Exercise prompt | Could you set out the material from the line with "Keypoint guideline: for each instance of the front grille" to the line with "(362, 1317)", both included, as a Markdown table with the columns Row and Text, giving each line its own numbered row, skipping blank lines and leaving out the pictures?

-- start of Data rows --

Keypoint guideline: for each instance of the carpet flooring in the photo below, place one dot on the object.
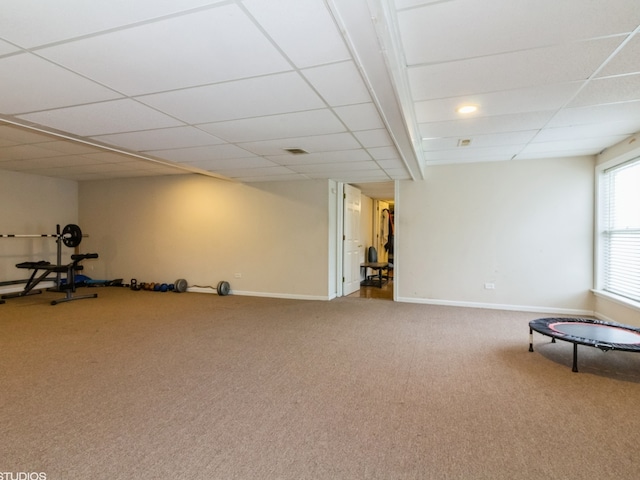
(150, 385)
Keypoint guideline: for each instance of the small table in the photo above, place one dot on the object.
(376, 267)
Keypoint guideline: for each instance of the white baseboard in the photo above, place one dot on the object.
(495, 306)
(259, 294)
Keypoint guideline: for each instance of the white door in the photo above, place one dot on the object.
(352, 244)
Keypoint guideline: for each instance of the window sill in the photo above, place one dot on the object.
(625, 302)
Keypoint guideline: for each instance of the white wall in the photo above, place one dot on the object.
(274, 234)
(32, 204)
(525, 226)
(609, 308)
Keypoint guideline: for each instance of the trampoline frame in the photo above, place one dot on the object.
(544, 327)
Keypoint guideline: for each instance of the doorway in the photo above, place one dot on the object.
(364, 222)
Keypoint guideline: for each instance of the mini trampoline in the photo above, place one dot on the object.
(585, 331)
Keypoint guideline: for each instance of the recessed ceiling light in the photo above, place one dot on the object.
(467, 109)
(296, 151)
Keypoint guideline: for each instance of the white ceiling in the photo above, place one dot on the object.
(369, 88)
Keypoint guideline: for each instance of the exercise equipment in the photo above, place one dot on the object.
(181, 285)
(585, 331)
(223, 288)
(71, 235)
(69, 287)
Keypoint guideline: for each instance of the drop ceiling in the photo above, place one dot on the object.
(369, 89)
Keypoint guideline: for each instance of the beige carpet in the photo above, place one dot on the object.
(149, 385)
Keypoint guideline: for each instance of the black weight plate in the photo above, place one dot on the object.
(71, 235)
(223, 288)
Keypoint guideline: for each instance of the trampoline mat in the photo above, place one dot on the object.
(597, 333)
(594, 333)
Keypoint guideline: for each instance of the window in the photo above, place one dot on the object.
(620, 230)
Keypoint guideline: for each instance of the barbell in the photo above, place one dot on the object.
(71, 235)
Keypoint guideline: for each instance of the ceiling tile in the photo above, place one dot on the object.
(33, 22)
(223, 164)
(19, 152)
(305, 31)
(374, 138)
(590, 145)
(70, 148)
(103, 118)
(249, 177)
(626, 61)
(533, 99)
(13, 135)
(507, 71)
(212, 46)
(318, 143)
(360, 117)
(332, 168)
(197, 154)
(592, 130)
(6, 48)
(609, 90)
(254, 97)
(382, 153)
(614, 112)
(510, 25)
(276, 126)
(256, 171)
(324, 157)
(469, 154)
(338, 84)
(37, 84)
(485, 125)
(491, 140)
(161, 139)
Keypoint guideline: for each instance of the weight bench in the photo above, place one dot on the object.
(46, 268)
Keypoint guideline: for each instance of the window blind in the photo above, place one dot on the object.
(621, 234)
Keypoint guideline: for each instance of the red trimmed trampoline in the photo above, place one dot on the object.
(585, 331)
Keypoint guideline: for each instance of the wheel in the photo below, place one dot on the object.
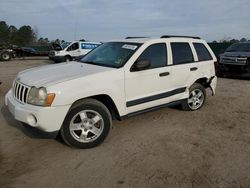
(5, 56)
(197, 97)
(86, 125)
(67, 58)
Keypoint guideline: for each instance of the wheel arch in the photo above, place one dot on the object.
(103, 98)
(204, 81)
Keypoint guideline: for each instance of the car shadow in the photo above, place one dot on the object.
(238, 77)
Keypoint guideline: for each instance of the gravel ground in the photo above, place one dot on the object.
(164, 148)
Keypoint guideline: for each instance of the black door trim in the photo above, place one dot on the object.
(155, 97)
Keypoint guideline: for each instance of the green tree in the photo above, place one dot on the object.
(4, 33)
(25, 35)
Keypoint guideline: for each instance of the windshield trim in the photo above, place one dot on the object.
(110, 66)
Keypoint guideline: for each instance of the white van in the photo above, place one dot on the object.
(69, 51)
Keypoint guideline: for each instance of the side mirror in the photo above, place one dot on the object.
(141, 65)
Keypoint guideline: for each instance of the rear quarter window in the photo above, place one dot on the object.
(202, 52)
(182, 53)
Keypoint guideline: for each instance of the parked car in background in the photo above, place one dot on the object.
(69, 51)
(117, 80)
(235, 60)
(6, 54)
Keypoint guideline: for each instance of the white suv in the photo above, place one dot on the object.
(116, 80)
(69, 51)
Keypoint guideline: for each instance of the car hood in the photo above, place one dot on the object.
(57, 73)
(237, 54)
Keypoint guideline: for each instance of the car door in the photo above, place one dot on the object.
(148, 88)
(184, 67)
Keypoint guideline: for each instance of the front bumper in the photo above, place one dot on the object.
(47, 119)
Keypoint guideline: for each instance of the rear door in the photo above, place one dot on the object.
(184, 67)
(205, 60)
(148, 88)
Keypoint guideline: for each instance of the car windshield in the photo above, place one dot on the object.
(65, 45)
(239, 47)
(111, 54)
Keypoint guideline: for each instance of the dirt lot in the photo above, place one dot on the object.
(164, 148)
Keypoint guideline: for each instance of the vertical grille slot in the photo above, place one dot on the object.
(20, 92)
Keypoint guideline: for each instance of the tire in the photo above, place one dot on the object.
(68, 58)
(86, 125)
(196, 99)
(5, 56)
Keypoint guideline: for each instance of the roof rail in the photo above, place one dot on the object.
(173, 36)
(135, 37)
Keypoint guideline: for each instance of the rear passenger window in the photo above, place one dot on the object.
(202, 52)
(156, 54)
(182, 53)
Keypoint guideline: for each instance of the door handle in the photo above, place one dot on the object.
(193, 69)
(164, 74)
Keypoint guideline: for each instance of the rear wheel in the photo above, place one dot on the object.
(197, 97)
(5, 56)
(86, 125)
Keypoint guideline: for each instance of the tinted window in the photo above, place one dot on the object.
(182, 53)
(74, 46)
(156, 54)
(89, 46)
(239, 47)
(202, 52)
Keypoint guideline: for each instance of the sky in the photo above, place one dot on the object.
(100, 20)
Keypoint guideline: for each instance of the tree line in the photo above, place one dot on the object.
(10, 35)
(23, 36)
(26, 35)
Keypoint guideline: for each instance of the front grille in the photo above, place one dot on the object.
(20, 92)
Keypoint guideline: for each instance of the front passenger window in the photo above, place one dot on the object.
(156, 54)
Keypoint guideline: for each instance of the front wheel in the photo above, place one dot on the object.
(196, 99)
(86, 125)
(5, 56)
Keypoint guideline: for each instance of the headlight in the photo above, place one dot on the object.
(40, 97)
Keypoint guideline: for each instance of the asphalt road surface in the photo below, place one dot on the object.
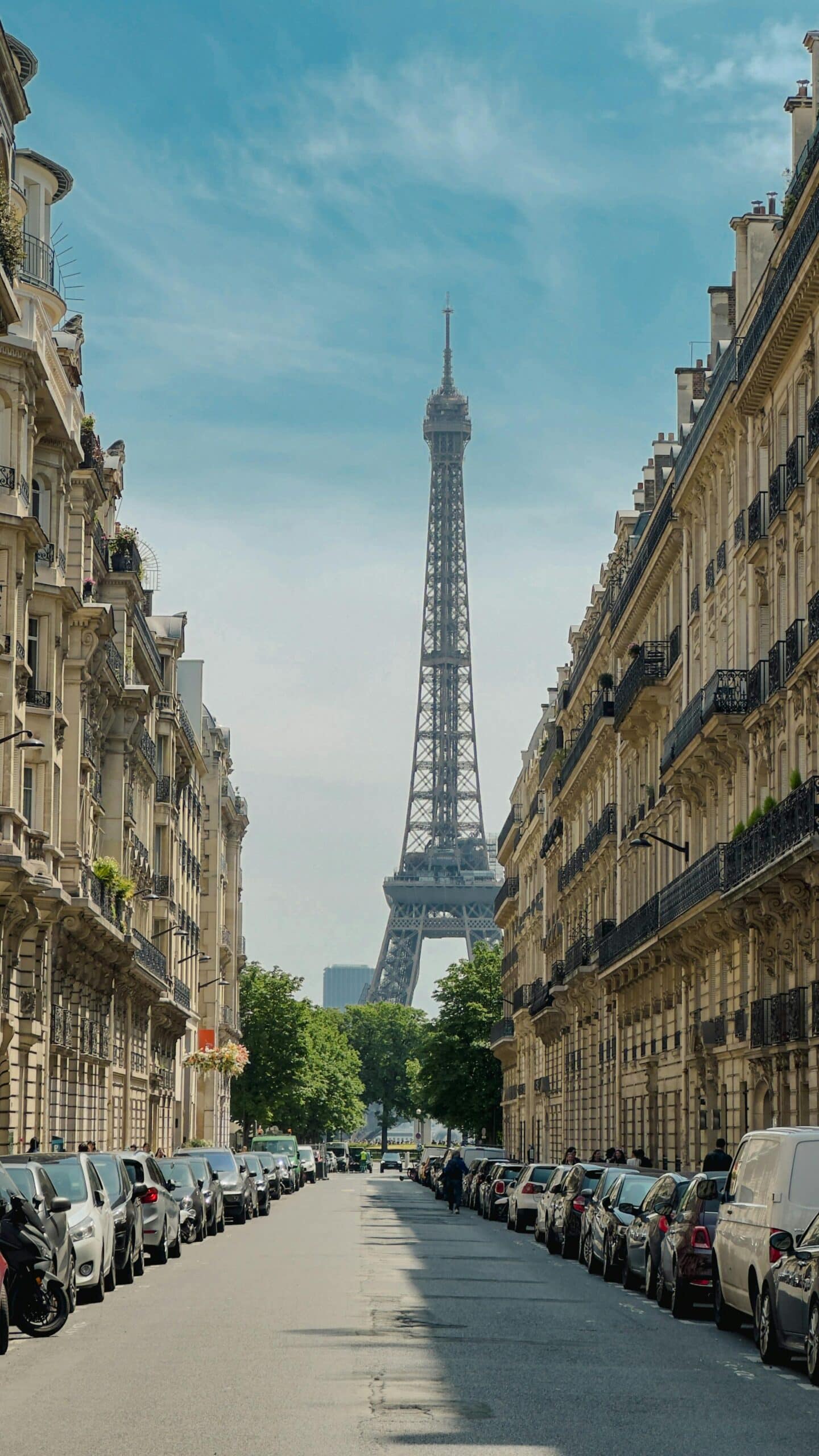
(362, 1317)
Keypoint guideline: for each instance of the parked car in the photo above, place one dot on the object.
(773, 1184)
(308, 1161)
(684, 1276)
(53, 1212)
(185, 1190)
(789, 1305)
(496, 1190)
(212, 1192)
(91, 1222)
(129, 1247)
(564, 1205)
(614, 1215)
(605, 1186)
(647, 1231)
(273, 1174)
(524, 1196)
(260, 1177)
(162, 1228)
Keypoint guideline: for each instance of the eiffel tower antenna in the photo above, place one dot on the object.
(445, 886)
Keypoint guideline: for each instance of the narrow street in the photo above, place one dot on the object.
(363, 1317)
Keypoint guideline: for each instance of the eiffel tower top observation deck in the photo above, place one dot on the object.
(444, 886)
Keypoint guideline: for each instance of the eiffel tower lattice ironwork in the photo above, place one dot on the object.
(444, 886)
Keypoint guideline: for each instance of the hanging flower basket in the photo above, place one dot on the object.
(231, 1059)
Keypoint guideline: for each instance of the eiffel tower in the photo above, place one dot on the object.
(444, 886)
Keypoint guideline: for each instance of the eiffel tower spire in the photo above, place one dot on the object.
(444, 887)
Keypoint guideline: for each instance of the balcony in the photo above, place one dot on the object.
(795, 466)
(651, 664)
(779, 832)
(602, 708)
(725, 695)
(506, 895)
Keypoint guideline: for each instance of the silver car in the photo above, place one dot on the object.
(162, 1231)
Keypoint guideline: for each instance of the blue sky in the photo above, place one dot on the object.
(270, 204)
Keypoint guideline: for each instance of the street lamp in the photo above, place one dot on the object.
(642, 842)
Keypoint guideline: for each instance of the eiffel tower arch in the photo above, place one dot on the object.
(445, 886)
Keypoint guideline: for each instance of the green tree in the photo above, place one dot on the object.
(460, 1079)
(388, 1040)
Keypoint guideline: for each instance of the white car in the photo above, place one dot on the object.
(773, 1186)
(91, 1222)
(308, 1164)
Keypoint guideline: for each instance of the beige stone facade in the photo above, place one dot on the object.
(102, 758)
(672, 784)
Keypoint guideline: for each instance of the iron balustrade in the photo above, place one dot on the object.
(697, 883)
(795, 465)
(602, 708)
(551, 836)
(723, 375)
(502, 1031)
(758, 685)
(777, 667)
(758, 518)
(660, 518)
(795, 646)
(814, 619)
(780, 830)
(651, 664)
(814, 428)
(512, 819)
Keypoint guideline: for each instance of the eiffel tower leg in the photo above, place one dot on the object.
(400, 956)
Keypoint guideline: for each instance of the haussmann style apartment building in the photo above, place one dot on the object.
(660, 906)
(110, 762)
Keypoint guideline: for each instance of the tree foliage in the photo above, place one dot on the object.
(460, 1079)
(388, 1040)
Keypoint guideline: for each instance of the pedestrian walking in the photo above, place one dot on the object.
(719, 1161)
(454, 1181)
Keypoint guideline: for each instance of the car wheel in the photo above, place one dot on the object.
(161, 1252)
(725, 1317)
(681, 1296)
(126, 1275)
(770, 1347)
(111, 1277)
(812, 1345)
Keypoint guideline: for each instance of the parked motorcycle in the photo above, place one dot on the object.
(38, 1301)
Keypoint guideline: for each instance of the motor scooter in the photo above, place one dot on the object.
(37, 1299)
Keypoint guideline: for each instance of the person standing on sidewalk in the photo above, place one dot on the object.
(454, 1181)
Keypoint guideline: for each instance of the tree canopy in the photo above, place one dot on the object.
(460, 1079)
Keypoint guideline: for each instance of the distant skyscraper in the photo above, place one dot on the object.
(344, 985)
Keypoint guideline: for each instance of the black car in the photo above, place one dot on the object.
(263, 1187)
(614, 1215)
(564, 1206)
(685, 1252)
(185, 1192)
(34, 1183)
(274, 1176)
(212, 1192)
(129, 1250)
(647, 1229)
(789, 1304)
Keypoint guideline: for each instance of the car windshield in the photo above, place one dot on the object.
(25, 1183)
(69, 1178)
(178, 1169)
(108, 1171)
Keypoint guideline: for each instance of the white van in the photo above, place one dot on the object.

-- end of Data rows --

The result |
| Row | Text |
|---|---|
| 1 | Keypoint guideline: for each instance of the front grille in the photo above, place one dot on the object. |
| 2 | (20, 92) |
| 3 | Keypoint guideline: for each instance of the front passenger window in the photo above, place one dot on the object. |
| 4 | (156, 54) |
| 5 | Keypoint guideline: for each instance of the front wheel in the photo above, place one dot on the object. |
| 6 | (196, 99) |
| 7 | (86, 125) |
| 8 | (5, 56) |
| 9 | Keypoint guideline: for each instance of the headlight in the photo above, place one dot on the object. |
| 10 | (40, 97) |
| 11 | Keypoint guideline: for each instance of the asphalt road surface in the photo below, place one dot on the object. |
| 12 | (362, 1317) |